**Exercise directions**
Locate each line in the records below that contains the string "photo", treating uppercase and lowercase letters as distinct, and copy every such line in full.

**Items**
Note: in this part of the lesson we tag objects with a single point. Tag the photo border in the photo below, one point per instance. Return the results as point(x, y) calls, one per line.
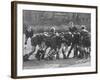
point(14, 37)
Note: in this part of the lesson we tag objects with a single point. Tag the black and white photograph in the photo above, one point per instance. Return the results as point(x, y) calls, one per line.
point(54, 39)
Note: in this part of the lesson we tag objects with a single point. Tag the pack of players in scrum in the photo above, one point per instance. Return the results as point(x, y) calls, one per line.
point(78, 40)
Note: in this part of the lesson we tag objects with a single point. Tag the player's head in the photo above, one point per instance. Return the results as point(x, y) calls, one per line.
point(83, 27)
point(52, 29)
point(71, 23)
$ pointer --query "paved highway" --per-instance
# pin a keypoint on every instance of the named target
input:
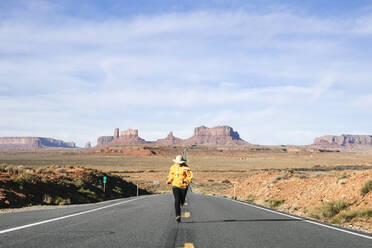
(149, 221)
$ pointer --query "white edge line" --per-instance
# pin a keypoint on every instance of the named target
(63, 217)
(309, 221)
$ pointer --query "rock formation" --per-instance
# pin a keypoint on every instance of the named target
(169, 140)
(104, 140)
(127, 137)
(221, 135)
(24, 143)
(345, 140)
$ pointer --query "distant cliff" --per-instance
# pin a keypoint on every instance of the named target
(345, 140)
(20, 143)
(221, 135)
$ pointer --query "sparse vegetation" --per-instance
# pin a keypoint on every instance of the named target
(250, 198)
(274, 203)
(330, 209)
(80, 186)
(366, 188)
(347, 216)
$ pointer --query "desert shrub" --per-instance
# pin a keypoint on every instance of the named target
(47, 199)
(40, 170)
(280, 177)
(61, 201)
(87, 192)
(366, 188)
(274, 203)
(3, 167)
(61, 170)
(349, 215)
(78, 182)
(330, 209)
(250, 198)
(315, 213)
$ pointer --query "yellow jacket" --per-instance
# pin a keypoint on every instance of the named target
(180, 175)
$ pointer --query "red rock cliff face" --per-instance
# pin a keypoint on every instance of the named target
(344, 140)
(127, 137)
(20, 143)
(170, 140)
(221, 135)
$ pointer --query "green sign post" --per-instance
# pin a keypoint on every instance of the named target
(104, 183)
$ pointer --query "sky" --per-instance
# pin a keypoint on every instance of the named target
(278, 72)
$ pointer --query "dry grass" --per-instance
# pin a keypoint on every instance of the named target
(366, 188)
(207, 163)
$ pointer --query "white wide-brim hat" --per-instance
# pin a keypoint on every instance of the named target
(179, 160)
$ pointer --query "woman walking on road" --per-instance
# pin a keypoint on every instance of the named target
(180, 176)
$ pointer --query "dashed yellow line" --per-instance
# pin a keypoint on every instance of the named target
(186, 214)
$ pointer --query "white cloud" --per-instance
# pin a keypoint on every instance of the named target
(252, 71)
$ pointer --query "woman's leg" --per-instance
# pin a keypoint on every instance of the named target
(183, 198)
(177, 193)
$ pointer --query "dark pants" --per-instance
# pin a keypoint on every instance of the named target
(179, 198)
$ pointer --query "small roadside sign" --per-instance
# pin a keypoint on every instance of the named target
(104, 183)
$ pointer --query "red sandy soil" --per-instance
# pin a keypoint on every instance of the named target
(303, 192)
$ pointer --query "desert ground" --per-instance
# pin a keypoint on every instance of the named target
(316, 183)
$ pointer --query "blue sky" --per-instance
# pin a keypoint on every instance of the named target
(278, 72)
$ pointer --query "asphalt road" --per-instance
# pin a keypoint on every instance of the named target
(150, 222)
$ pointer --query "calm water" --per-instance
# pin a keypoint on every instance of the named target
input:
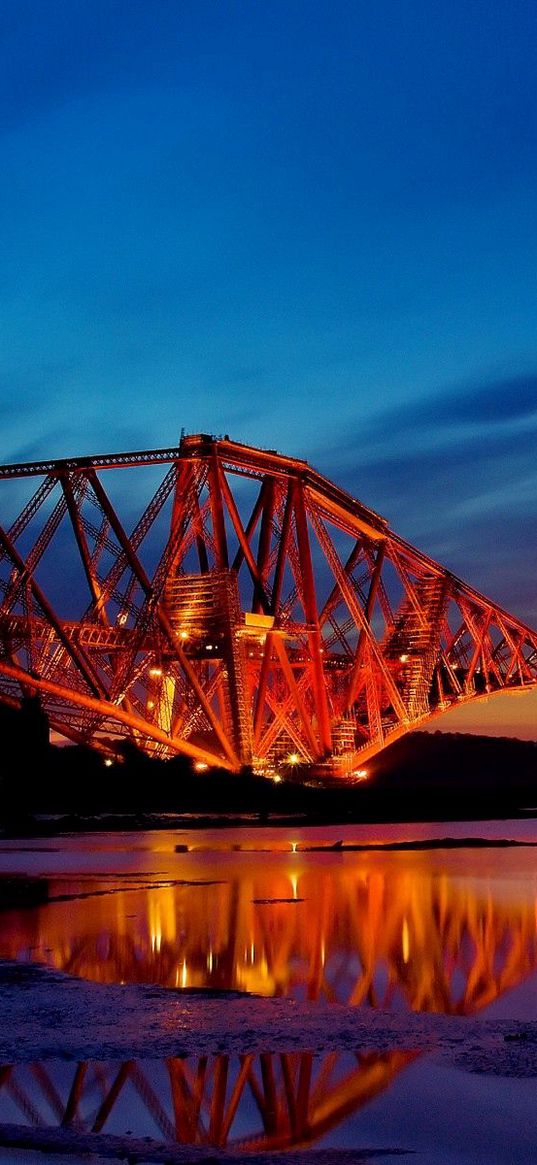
(450, 931)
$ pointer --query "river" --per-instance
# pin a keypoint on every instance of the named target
(332, 918)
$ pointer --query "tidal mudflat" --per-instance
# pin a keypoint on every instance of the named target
(317, 993)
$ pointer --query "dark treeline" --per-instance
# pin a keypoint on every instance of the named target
(424, 776)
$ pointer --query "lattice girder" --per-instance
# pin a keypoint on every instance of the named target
(255, 613)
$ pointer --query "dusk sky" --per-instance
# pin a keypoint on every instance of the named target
(309, 225)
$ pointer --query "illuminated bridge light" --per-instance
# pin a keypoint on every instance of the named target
(329, 685)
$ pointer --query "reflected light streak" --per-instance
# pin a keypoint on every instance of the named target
(362, 933)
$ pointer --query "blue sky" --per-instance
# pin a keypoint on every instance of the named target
(309, 225)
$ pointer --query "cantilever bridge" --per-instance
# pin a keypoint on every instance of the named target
(251, 613)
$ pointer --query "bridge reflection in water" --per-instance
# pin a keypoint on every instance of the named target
(397, 930)
(407, 930)
(268, 1101)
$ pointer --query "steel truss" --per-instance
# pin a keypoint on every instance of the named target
(253, 613)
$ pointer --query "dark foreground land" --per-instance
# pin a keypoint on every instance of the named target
(422, 777)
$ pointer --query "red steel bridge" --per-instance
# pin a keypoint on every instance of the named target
(246, 611)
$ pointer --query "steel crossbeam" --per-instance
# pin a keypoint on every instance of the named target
(330, 635)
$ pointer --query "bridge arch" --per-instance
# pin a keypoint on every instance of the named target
(249, 613)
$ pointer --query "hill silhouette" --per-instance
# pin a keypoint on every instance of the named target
(423, 776)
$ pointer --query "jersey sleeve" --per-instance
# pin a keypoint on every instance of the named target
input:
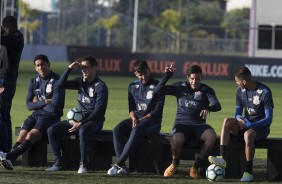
(29, 98)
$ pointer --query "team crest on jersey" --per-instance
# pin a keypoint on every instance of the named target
(259, 91)
(49, 88)
(152, 86)
(85, 99)
(256, 100)
(198, 95)
(149, 95)
(91, 92)
(142, 106)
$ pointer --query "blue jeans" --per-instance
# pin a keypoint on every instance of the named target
(5, 118)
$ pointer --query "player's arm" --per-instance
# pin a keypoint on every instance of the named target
(30, 102)
(158, 109)
(215, 105)
(263, 122)
(160, 89)
(57, 101)
(64, 83)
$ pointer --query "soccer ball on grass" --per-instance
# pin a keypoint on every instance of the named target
(215, 173)
(74, 115)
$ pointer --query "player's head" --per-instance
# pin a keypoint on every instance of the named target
(42, 65)
(194, 76)
(141, 71)
(88, 67)
(10, 24)
(242, 76)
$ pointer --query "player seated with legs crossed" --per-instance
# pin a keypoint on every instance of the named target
(255, 99)
(145, 111)
(92, 100)
(46, 100)
(195, 101)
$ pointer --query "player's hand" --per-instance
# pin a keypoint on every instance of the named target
(48, 101)
(241, 123)
(135, 122)
(171, 68)
(75, 127)
(75, 64)
(35, 99)
(2, 89)
(204, 114)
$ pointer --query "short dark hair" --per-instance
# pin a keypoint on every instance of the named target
(243, 72)
(41, 57)
(140, 66)
(10, 22)
(194, 69)
(92, 60)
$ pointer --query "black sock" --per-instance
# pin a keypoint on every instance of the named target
(249, 167)
(13, 155)
(16, 145)
(223, 151)
(198, 163)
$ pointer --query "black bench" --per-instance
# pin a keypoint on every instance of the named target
(236, 158)
(100, 153)
(153, 154)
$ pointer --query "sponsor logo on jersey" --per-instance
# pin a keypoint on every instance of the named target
(91, 92)
(85, 99)
(198, 95)
(142, 106)
(149, 94)
(189, 103)
(251, 111)
(49, 88)
(256, 100)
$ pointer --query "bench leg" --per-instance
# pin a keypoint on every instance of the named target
(36, 156)
(150, 158)
(100, 155)
(274, 164)
(70, 153)
(235, 161)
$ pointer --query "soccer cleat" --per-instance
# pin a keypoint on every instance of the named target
(194, 173)
(117, 170)
(217, 161)
(246, 177)
(82, 169)
(170, 170)
(7, 164)
(55, 167)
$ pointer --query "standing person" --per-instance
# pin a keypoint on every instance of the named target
(255, 99)
(13, 40)
(92, 100)
(46, 100)
(195, 101)
(145, 116)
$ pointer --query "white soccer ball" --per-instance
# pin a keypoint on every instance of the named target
(75, 115)
(215, 173)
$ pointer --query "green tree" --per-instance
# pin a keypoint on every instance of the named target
(236, 23)
(109, 24)
(29, 23)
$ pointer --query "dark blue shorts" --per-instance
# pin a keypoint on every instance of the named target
(39, 122)
(262, 133)
(191, 131)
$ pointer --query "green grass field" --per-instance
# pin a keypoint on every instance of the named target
(117, 110)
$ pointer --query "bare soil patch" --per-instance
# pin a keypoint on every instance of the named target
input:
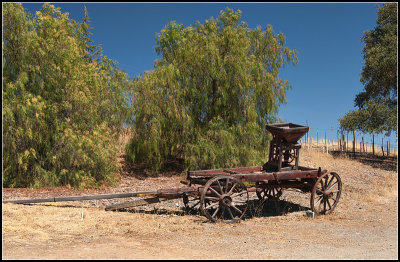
(364, 225)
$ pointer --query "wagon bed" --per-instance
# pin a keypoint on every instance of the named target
(223, 194)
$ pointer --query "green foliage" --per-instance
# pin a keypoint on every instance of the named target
(210, 94)
(374, 118)
(377, 104)
(62, 109)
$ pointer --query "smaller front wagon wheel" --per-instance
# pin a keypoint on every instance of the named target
(326, 193)
(224, 198)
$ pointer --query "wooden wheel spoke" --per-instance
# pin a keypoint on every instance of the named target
(231, 190)
(319, 199)
(237, 209)
(212, 189)
(212, 198)
(320, 204)
(220, 187)
(329, 204)
(226, 186)
(334, 184)
(215, 212)
(230, 213)
(330, 181)
(212, 205)
(198, 202)
(238, 194)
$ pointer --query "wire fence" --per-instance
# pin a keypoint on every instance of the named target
(344, 144)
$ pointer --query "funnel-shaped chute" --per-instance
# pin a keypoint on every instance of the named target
(288, 131)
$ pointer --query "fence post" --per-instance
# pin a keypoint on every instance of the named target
(388, 148)
(354, 143)
(363, 144)
(373, 144)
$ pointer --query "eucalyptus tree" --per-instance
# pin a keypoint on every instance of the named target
(212, 90)
(62, 110)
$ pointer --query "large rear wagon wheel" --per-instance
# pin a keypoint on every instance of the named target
(224, 198)
(326, 193)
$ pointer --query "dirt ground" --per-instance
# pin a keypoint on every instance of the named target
(364, 224)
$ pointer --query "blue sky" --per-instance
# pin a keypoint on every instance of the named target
(326, 36)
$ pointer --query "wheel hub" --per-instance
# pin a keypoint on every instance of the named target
(225, 200)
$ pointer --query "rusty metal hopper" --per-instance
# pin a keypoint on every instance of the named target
(289, 131)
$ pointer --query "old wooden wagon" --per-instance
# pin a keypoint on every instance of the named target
(223, 194)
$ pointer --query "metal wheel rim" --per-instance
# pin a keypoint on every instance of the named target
(218, 201)
(326, 193)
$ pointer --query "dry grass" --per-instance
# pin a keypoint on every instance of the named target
(360, 227)
(361, 182)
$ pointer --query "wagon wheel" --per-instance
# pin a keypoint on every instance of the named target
(190, 202)
(225, 198)
(326, 193)
(291, 155)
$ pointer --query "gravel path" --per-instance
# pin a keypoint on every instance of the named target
(364, 225)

**Final answer**
Note: in this part of the lesson we tag objects with a single point. Tag the photo border in the photo below, one point per instance. Return the results as point(x, y) calls, one per line.
Note: in this part of the lesson we tag objects with a single point. Tag the black and white photograph in the photo above, one point per instance. Return the results as point(x, y) calls, one per line.
Note: in this part of the lesson we tag objects with a single point. Tag the pack of players in scrum in the photo above, one point per instance. Return the results as point(x, y) calls, one per line.
Note: in this part of the lesson we tag objects with a single point. Tag the player's head in the photo above, one point per instance. Return the results as point(x, y) calls, one per line.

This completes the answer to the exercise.